→ Do this: In the text on impropriation, what name was often given to the deputy who discharged the spiritual responsibilities of a benefice?

→ Page text:
Impropriation, a term from English ecclesiastical law, was the destination of the income from tithes of an ecclesiastical benefice to a layman.[1] With the establishment of the parish system in England, it was necessary for the properties to have an owner. This was the parochianus or parson/rector who was sustained by the benefice income while providing personally for the cure-of-souls. The parson was technically a corporation sole.;[n 1][2][3] With the passage of time, the benefice came to be considered a piece of property whose holder could discharge the spiritual responsibilities by a deputy and many were appropriated by monasteries or other spiritual corporations.[4] These were bound to provide for a cleric for the cure of souls in the parish but could use any excess income as they pleased.[4] The deputy was often known as the 'vicar'.

→ Information given:
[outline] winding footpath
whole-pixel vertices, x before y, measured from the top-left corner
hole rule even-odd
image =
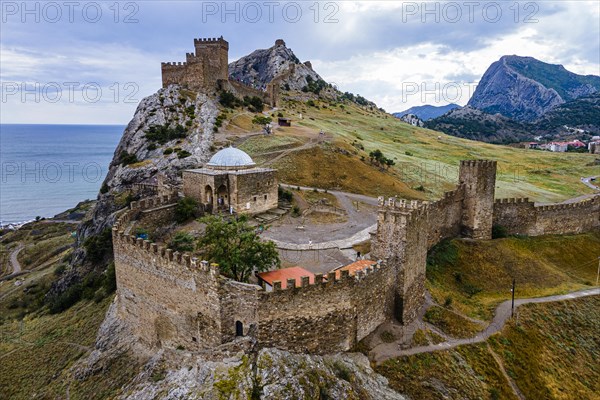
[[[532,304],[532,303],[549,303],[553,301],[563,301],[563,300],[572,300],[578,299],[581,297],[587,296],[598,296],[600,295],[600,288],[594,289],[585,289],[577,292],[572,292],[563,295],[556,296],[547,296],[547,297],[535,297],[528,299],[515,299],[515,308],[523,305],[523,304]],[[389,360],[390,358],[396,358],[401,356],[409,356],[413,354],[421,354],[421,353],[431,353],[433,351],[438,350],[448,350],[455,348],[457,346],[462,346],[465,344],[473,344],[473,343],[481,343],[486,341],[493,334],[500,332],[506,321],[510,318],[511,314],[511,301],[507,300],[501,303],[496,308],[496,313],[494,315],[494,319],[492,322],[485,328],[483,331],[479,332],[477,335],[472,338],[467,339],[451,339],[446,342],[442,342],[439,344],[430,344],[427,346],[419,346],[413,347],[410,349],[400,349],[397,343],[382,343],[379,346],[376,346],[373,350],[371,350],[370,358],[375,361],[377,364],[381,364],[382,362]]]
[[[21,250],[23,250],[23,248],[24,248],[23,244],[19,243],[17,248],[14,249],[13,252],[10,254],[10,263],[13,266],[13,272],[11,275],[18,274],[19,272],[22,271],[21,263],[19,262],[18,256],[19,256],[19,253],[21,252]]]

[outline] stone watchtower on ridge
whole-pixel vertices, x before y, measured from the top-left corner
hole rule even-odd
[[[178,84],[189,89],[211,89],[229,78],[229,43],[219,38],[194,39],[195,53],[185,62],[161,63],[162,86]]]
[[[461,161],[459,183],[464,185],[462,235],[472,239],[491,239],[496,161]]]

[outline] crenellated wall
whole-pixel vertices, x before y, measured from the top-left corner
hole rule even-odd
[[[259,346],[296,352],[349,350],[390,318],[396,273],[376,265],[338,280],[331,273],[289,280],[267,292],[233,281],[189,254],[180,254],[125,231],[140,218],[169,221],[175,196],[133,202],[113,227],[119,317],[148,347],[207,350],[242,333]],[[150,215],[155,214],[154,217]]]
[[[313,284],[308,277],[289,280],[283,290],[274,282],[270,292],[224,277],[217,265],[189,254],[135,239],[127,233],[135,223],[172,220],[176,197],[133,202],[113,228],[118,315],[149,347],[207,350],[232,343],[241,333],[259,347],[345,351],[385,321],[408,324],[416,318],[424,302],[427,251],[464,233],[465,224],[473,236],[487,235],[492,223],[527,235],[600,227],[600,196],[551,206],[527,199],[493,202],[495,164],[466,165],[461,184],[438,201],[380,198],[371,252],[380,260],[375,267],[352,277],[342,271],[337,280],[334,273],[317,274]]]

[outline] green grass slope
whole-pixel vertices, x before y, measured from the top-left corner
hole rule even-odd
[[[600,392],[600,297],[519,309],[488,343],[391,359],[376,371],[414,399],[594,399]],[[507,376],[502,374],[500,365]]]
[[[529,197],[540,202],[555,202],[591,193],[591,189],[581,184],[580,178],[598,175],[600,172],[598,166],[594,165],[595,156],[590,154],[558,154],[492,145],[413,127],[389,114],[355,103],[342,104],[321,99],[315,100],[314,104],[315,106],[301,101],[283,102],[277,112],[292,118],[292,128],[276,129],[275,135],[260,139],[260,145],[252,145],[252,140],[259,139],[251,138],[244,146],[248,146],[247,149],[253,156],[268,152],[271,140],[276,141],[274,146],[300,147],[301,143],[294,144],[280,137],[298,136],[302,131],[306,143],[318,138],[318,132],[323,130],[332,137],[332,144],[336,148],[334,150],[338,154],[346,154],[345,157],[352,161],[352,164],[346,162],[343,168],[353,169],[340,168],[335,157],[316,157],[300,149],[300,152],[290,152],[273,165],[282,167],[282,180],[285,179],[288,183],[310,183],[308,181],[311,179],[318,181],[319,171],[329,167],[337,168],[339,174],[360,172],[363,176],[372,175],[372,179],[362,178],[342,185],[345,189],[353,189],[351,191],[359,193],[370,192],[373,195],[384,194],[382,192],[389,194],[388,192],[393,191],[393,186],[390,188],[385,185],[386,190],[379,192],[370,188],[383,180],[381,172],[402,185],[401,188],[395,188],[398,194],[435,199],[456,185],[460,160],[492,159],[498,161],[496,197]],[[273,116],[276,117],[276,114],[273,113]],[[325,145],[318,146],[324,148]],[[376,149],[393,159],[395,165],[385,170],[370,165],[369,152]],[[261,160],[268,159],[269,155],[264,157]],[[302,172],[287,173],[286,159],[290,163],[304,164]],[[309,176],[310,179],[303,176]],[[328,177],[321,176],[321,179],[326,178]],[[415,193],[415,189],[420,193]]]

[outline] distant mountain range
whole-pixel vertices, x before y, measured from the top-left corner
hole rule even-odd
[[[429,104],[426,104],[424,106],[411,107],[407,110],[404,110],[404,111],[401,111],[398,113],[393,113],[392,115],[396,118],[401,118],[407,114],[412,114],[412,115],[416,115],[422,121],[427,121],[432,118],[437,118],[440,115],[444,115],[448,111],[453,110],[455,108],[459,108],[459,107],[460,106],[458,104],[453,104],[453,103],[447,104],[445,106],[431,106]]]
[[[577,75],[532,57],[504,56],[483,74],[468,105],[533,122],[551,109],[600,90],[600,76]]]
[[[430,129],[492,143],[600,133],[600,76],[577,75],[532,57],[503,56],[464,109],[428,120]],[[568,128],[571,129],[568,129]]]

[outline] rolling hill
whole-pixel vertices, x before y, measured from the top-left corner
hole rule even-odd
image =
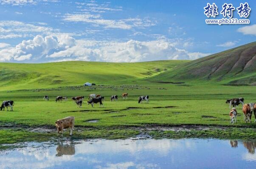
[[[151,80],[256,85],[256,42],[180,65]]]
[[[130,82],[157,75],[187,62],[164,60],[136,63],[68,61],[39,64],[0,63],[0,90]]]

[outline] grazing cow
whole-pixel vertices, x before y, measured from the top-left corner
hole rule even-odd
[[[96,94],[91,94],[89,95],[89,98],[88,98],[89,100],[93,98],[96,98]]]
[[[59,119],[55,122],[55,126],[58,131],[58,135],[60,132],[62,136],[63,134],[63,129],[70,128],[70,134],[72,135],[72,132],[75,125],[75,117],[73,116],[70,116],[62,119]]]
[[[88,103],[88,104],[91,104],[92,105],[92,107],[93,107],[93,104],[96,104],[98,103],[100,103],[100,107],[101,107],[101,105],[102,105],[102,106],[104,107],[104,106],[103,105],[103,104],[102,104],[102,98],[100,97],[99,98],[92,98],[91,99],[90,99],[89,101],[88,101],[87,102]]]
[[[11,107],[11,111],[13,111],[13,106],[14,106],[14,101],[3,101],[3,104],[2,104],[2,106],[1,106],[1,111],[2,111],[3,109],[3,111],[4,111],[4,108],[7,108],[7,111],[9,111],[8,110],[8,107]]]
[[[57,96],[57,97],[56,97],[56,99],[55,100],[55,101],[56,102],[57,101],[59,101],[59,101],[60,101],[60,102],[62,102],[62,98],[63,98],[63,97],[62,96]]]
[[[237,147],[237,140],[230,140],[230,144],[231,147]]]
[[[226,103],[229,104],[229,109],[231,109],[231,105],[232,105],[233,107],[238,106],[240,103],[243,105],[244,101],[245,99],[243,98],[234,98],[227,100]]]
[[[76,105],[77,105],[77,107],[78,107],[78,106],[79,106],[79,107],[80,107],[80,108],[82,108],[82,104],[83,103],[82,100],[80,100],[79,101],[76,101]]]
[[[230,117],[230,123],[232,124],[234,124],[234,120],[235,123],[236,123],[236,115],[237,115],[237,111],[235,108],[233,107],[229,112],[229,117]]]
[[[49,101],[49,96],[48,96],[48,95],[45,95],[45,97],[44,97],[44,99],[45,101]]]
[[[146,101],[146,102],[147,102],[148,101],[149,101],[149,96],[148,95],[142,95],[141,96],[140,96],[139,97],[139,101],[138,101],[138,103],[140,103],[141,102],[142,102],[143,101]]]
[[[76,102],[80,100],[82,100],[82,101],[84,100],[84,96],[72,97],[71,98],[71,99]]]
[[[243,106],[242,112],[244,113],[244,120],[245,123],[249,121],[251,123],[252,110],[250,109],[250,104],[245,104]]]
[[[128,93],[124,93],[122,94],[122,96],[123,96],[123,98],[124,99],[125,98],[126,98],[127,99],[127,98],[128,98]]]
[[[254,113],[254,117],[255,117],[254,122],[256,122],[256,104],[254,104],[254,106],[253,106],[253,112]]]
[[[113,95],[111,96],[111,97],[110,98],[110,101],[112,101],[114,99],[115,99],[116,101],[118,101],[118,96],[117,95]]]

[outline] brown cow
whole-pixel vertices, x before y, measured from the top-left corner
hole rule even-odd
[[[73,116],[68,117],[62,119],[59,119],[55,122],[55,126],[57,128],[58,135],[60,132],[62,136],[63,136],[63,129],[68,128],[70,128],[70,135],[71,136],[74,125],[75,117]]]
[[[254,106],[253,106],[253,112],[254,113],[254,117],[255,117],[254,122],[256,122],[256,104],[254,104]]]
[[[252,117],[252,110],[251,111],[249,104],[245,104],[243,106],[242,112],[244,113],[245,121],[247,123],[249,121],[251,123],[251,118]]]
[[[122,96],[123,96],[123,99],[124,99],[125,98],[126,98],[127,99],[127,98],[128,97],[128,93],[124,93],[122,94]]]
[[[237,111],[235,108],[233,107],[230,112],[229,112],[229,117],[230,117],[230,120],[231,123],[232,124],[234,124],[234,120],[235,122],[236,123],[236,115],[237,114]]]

* * *

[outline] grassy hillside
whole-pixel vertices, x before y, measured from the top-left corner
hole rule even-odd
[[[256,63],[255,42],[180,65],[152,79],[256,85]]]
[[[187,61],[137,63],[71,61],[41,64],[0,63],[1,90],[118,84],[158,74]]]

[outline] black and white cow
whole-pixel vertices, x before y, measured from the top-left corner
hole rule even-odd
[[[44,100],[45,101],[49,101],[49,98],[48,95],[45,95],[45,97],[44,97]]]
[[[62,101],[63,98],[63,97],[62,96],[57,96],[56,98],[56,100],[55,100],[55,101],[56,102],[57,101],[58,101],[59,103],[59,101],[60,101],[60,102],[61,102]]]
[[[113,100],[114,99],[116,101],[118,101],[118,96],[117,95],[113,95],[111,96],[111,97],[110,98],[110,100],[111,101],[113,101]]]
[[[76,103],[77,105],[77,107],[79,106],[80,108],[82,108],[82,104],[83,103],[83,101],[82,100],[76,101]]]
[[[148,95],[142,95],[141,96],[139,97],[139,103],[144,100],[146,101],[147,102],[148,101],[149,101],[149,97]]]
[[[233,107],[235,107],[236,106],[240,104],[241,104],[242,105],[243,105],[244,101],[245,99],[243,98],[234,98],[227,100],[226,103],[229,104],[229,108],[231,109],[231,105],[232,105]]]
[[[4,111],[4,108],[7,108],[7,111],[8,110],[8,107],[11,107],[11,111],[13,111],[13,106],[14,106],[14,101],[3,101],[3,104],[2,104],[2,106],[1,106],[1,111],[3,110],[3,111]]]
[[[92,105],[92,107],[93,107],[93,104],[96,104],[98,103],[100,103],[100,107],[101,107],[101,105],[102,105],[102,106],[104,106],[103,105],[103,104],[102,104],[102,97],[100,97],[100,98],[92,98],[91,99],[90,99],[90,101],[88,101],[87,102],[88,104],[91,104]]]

* * *

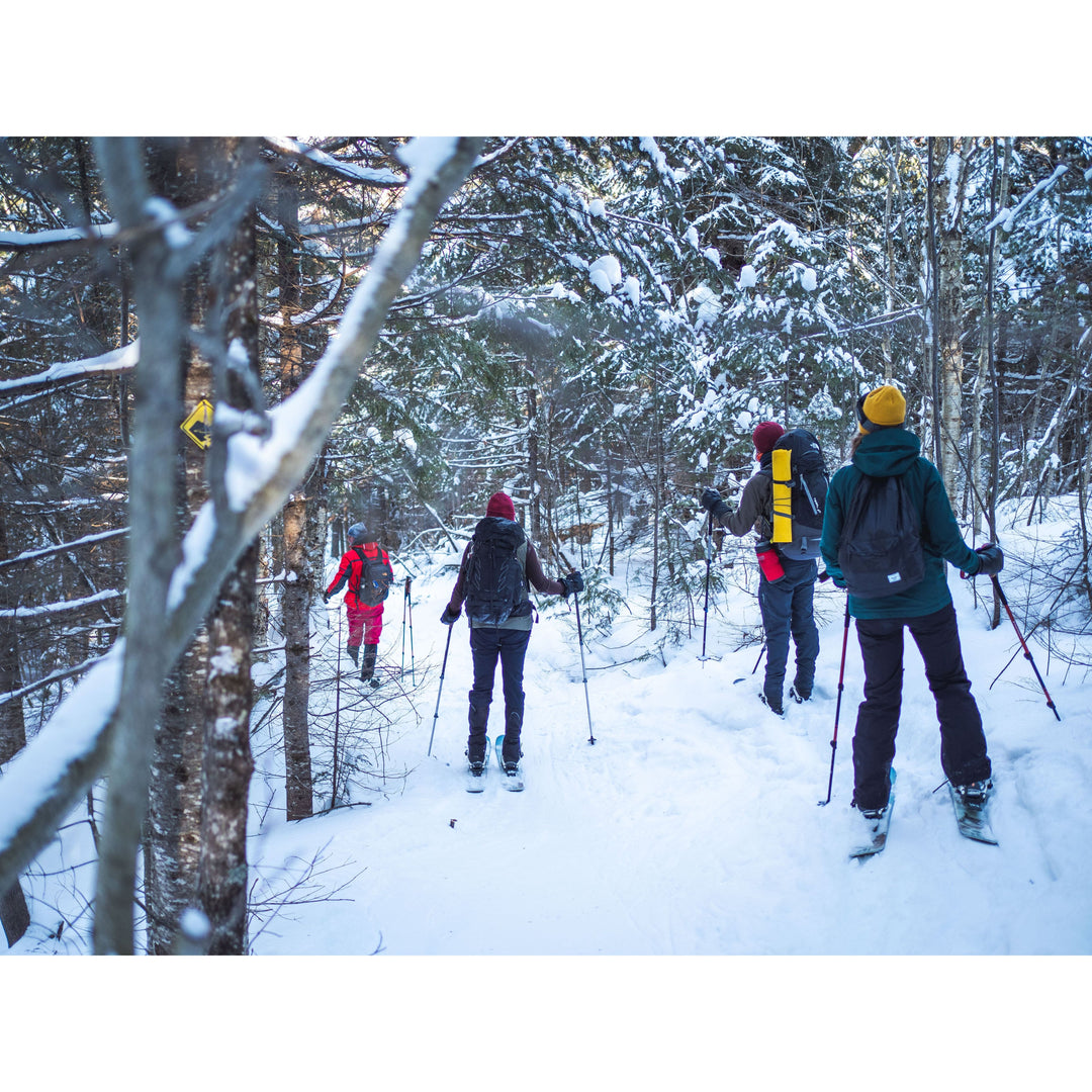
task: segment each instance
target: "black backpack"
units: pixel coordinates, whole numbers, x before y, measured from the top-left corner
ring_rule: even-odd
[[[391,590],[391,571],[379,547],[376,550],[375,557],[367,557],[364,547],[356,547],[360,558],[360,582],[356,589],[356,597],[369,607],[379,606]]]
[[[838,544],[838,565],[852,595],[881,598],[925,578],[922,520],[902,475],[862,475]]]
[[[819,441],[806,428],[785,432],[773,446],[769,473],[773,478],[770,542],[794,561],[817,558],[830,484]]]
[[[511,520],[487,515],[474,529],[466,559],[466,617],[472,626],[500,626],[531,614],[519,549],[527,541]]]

→ Result: The deputy was often known as the 'vicar'.